Consigna: ¿Puedes continuar el hilo del foro sobre el 74147 y el display de dos dígitos a partir de su última frase?

# Usar 74147 con teclado y presentar un numero de 2 digitos en display



## dvdrom4 (Feb 7, 2009)

tengun un problema dese mostrar en display un numero de 2 digitos introduciendo con un teclado utilizando el 74147
el problema es que quiero que el dato quede guardado por ejemplo introduzco 35 entonces presino el 3 luego el 5
el 3 quedara en un display y el 5 que integrado servira para este proposito que guarde cada digito y lo tenga disponible para cada display


----------



## faberfree (Feb 10, 2009)

hola yo estuve haciendo algo parecido pero creo que un poco mas complejo
lo que puedes usar para almacenar un digito es utilizar un registro y ese es el 74ls273 incluso este excelente integrado te permite usar dos display para poder marcar dos numeros como tu dices, en un display el 3 y el otro el 5 

te recomiendo que te empapes de información de este integrado y asi sepas sacarle mas probecho
haber aqui te dejo unos link de donde podes saque mas ideas conrespecto a este tema:

https://www.forosdeelectronica.com/f25/teclado-matriz-display-registro-7518/


----------



## dvdrom4 (Feb 10, 2009)

te lo agradezco muchisimo gracias no se me habia ocurrido usarlo gracias


----------



## trokena (Feb 17, 2014)

Estoy haciendo un contador de 0 a 99 como pueden apreciar, todo está bien.

Material extraído:
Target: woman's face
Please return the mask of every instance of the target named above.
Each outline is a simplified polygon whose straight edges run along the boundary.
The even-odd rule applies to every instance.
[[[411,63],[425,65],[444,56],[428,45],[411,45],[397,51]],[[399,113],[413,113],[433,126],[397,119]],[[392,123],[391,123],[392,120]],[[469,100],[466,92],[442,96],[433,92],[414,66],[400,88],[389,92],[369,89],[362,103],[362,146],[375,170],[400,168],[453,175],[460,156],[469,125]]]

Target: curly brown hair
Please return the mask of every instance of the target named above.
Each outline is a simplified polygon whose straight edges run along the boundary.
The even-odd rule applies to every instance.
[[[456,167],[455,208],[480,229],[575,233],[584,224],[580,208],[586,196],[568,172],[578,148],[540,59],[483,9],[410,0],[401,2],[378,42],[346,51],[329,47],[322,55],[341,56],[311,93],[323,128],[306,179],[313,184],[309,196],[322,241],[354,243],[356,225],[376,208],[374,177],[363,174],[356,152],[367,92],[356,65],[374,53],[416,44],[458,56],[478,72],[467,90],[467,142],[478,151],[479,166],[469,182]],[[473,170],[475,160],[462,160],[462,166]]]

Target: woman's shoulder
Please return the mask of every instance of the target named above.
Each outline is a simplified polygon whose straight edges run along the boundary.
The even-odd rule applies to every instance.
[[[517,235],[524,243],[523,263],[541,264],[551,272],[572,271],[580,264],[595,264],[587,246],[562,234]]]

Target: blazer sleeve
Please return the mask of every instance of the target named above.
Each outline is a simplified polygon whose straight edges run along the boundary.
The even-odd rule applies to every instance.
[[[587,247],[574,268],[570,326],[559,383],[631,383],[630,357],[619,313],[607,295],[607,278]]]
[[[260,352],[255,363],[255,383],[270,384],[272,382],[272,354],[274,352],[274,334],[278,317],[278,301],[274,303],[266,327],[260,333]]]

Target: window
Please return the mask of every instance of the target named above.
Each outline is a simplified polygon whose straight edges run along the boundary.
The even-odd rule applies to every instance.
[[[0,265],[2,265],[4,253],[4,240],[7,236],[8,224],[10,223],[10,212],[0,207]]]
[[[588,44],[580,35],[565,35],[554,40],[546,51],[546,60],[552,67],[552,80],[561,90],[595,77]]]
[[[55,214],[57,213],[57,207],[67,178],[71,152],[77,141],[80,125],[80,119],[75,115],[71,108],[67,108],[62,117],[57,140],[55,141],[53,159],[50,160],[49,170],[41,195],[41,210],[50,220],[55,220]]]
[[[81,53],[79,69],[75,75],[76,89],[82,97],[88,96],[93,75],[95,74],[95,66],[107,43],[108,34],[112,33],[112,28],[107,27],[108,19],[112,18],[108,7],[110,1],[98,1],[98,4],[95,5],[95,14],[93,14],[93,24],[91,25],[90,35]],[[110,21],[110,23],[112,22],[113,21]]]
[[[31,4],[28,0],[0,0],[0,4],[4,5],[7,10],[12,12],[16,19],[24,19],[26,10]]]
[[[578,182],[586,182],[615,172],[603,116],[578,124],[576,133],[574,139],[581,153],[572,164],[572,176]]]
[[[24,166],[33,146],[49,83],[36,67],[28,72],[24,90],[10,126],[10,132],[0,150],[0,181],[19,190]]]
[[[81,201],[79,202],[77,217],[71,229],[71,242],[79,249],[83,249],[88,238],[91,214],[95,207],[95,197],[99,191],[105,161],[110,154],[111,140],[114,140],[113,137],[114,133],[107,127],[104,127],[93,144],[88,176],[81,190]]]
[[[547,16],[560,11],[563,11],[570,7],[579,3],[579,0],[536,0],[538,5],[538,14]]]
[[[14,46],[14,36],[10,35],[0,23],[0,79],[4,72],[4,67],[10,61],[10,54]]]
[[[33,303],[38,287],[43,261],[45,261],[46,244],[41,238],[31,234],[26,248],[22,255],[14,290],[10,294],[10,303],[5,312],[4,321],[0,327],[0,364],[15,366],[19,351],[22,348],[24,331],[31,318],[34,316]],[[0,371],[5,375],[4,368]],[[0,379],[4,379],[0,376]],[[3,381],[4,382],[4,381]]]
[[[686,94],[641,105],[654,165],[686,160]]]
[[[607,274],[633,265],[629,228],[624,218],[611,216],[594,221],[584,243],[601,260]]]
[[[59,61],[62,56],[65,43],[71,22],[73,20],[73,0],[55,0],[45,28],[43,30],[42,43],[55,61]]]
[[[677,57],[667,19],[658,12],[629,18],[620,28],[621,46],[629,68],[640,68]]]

Respuesta redactada:
El problema es que cuando quiero que el display muestre únicamente de donde viene la señal, no ocurre esto debido a que todas las entradas del 74147 se convierten en "0" y por eso no muestra correctamente.
Intenté ponerle diodos en las entradas para que estas no se crucen, pero el problema persiste.

Mi consulta es, ¿Si existe algún componente que deje pasar únicamente la señal de entrada y lo muestre en su display?
Ejemplo: El pulsador 3 cierra y pasa el nivel bajo hacia el contador y el 74147, el contador funciona bien, pero en lugar de salir "3" en el display, sale algo no deseado.


----------



## MrCarlos (Feb 17, 2014)

Hola trokena

En El Display sale algo no deseado porque ese 74LS147 tiene la particularidad de trabajar con, digamos, lógica negativa.
Fíjate en los pequeños círculos que tiene en sus entradas como en sus salidas.
Eso quiere decir que los valores ciertos son nivel bajo.

Cuando presionas el botón conectado a la entrada 3(13), a la salida aparece el código binario pero invertido(Negativo).

En Lógica positiva el 3(Decimal) = 0011(Binario).
En Lógica Negativa el 3(Decimal) = 1100(Binario).
Así que el Decodificador 74LS47 muestra en el Display Una Figura Extraña.

Le faltan algunas cosas por mejorar a tu circuito, estas se notan en lo que te adjunto.

saludos
a sus ordenes


----------



## jfmarque (Sep 23, 2014)

yo tengo un display controlado por un 74ls48N y todos los digitos salen bien, menos el 2 y el 3. alguna idea del por que?
La señal viene de un MC8870CE que funciona a la perfección. Sus leds binarios me dan los valores correctos, pero el 2 y el 3 en el display de 7 segmentos no salen bien. 

Saludos.


----------



## MrCarlos (Sep 23, 2014)

Hola jfmarque

(Los Rojos)
Para encender el 2 se utilizan los segmentos: *a*, *b*, c, *d*, *e*, f, *g*.
Para encender el 3 se utilizan los segmentos: *a*, *b*, *c*, *d*, e, f, *g*.
Para encender el 1 se utilizan los segmentos: a, *b*, *c*, d, e, f, g.
Para encender el 4 se utilizan los segmentos: a, *b*, *c*, d, e, *f*, *g*.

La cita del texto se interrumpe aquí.